**Using the information:**
**1.** According to the extract on hospitality, how long has RELISH been worshipping here?
**2.** Do these statements agree with the extract on hospitality? Answer yes or no for each and quote the deciding words. (a) Lydia opens her home as soon as God opens her heart. (b) The parable of the servant who buried his talent is in Matthew 25. (c) The extract describes the induction service as beautiful and nothing more.

**Extract:**
━━━━━━━━

Each one of us here today is being called to act out of an open heart to what the Lord will do in our lives. Whether this is the church home you were baptized into as a baby or you come from Namibia and have been here for ten years or you started attending last month after coming from any number of countries present here today, we are called to be people with hospitable, open hearts. Because that is the other beautiful thing Lydia does here. As soon as God opens her heart, she immediately opens her home. Her direct action after receiving the good news is to open her arms with hospitality.

This induction service is something beautiful - a bringing together of a body who have been here since before World Wars happened together with a body of people who come from every nation and tongue. Yes, RELISH has been worshipping here for almost ten years, but here we come together again and say, “Yes, AND we want to do this life of ministry together.” I say beautiful, and I also mean brave. It is brave to stand next to each other in true hospitality because that means there are times when we are going to feel uncomfortable with each other. Music, movements, laughter in services, traditions, foods, smells, EVERYTHING can feel different than what we are used to. It is brave to be curious enough to try new things. It is brave to step out of our chartered courses and say, “I love and value you. I want to learn. Living together is more important to me than staying comfortable.” That is following the prompting of the same Holy Spirit who worked in the hearts of Paul and Lydia.
In both of my home countries right now, both here and in the U.S., there are lots of voices saying that this hospitality is unnecessary. Somehow people are even saying that it may be unbiblical. That we should stay in our own little groups and protect what has been given to us. Like the servant who buried his talent in the parable Jesus tells in Matthew 25, instead of using what God has given us to do good works for him, voices in society are telling us that we should be fearful of using our gifts for those around us. If you reread that parable, you will notice that the servant who was told they are wicked and lazy says, “I was afraid and went out and hid your gold in the ground.” Rather than being driven by curiosity, hospitality, and faith, the servant is driven by fear, which is exactly the rhetoric we hear today.

━━━━━━━━

Natural-language object grounding data
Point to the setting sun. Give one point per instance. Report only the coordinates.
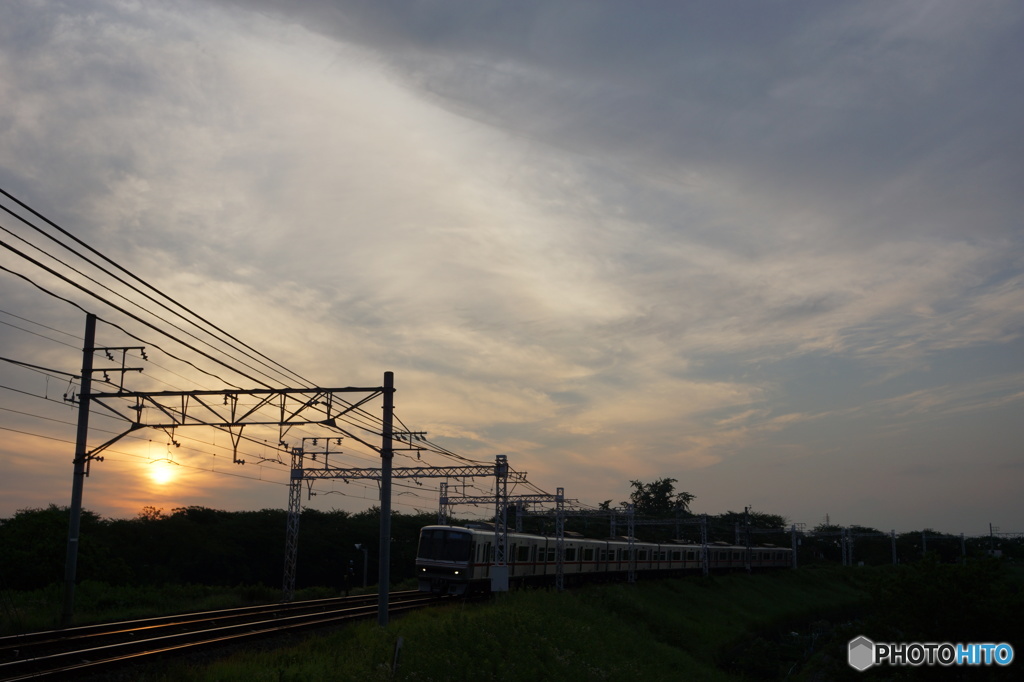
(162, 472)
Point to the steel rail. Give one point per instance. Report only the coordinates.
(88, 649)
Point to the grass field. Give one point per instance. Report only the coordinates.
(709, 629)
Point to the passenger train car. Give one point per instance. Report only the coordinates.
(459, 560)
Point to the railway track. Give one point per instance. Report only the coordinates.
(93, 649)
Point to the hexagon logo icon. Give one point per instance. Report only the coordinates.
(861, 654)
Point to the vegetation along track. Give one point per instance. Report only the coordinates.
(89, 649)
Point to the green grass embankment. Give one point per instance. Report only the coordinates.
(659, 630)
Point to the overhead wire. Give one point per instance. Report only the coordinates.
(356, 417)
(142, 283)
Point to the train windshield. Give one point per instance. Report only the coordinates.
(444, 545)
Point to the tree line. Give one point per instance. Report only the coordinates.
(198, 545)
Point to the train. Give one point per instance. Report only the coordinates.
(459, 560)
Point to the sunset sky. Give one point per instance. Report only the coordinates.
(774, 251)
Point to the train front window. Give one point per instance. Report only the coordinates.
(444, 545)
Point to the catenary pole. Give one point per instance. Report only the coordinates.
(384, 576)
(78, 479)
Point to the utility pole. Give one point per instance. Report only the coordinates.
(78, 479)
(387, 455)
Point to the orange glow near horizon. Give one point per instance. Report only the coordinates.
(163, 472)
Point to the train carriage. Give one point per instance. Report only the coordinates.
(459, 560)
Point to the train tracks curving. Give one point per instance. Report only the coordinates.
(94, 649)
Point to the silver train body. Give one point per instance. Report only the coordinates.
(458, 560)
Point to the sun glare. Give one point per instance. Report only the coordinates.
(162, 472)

━━━━━━━━

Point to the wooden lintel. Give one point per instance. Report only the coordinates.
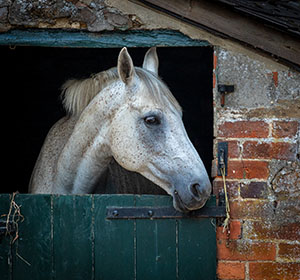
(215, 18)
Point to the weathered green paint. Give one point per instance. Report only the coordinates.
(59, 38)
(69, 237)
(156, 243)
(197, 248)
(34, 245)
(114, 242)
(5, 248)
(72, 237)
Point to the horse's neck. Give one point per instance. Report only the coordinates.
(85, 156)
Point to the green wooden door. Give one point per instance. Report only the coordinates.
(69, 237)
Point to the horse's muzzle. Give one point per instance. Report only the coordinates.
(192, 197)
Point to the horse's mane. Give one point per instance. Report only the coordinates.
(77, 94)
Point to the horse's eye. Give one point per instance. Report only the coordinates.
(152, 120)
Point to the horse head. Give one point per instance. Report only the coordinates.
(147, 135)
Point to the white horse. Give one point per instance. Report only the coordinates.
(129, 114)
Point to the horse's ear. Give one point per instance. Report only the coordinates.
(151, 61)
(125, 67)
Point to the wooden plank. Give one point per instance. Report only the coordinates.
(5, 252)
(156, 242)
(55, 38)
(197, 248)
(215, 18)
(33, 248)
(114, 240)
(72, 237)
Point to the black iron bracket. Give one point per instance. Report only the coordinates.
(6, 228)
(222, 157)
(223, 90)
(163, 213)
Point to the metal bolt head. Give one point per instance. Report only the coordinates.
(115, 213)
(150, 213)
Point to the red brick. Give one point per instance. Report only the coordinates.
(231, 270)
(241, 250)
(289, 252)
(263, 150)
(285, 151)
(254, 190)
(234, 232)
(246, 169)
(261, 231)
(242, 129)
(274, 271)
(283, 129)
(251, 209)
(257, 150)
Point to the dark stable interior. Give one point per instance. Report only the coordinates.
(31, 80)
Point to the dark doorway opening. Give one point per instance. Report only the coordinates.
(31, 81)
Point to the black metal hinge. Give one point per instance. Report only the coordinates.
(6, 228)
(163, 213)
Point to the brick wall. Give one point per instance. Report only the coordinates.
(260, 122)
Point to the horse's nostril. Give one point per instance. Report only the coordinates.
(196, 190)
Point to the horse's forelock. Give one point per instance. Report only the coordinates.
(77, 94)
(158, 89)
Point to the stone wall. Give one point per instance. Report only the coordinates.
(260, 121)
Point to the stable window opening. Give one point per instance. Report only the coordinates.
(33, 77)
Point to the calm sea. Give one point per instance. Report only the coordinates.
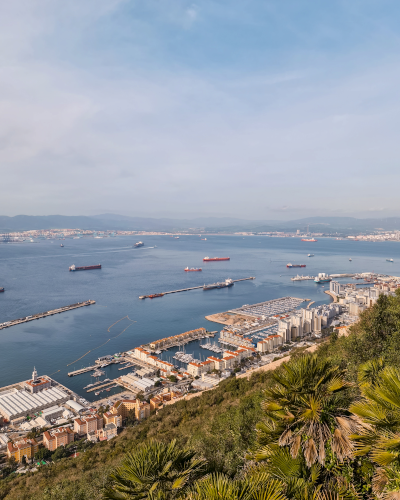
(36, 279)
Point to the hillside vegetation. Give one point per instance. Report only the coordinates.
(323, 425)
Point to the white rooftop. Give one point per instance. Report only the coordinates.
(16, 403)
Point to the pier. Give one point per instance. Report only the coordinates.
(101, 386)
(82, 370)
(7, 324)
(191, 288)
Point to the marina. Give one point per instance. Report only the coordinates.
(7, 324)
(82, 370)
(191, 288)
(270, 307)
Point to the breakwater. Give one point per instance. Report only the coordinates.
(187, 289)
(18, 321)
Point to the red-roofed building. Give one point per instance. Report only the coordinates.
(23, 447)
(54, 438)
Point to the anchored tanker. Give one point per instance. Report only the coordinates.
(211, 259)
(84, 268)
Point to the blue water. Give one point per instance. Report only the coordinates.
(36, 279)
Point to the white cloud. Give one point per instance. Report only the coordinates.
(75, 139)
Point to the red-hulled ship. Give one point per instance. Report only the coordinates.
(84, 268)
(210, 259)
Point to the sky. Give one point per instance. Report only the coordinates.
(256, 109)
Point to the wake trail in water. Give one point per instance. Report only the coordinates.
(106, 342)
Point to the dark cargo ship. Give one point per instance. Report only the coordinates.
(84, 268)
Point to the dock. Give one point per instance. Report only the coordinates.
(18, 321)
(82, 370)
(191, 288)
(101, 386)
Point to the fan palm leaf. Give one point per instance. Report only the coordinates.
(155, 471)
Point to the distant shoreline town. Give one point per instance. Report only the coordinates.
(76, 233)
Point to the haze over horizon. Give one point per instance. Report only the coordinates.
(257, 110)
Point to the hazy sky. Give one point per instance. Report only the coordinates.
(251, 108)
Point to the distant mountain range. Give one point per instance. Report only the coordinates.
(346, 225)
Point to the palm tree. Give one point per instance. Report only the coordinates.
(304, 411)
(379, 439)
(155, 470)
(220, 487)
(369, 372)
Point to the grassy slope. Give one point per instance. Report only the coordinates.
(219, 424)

━━━━━━━━

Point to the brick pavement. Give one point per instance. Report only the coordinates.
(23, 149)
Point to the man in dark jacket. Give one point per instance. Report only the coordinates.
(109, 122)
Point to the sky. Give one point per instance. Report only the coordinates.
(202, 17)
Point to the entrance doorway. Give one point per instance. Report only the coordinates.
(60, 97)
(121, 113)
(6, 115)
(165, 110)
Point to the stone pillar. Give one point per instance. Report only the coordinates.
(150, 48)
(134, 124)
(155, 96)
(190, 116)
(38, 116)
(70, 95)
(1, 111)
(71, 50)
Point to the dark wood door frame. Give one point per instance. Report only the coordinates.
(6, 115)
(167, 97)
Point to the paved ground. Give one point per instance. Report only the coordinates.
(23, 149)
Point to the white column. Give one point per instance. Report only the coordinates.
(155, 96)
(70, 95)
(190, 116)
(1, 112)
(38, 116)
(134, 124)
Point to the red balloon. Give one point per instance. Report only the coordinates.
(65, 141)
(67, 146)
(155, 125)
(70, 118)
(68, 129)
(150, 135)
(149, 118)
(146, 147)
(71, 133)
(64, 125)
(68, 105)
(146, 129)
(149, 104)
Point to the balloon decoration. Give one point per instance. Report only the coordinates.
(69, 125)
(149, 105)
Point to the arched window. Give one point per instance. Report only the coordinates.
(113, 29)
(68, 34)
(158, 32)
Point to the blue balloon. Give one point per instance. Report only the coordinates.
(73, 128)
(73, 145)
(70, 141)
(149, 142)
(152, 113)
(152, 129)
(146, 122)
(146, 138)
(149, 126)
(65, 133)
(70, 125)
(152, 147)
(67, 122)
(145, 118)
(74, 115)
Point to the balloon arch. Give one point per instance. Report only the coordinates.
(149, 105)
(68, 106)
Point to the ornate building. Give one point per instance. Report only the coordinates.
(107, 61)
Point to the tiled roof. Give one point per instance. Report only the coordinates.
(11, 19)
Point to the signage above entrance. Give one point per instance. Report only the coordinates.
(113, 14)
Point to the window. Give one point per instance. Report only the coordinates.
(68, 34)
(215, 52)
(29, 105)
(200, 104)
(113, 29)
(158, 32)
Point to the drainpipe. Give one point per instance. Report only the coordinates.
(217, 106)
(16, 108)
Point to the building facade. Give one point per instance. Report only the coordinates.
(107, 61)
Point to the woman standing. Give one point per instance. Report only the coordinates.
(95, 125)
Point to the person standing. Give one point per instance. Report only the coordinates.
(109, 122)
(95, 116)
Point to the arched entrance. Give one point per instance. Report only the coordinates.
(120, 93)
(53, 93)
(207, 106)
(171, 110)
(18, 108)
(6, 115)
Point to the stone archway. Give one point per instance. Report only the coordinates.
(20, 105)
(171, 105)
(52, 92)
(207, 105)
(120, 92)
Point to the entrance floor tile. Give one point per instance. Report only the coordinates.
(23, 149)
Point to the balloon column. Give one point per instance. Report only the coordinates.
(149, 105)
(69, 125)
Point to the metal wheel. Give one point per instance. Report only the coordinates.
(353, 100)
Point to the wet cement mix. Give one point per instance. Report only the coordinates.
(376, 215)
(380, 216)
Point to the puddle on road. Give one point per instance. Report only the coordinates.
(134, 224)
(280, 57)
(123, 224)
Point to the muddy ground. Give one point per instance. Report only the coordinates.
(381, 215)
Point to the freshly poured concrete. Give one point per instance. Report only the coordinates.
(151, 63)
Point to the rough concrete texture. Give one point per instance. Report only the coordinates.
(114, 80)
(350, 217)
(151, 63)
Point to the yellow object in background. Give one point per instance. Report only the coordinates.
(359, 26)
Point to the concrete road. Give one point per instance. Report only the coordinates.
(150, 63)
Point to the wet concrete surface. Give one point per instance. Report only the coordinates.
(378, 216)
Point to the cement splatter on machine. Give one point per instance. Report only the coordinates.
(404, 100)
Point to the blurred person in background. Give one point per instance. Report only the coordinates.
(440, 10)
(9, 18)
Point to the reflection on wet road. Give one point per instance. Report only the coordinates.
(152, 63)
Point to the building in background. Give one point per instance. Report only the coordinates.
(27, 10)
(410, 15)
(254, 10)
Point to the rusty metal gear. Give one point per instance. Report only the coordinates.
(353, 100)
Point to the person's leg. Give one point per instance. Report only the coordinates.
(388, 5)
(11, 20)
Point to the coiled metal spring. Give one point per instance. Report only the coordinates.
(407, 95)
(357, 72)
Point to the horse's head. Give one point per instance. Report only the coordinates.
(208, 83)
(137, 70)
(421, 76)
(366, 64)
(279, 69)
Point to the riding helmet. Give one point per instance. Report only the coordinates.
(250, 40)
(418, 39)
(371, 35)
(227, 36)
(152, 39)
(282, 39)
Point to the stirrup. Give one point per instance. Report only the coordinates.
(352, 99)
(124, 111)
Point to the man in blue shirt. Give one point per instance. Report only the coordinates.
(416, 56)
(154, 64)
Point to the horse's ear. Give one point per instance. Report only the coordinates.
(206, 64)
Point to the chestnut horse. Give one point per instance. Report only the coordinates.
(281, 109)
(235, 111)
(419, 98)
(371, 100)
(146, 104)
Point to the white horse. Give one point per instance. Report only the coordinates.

━━━━━━━━

**Solutions for each task:**
**1.** Almost ten years.

**2.**
(a) Yes: "As soon as God opens her heart, she immediately opens her home."
(b) Yes: "the servant who buried his talent in the parable Jesus tells in Matthew 25"
(c) No: "I say beautiful, and I also mean brave."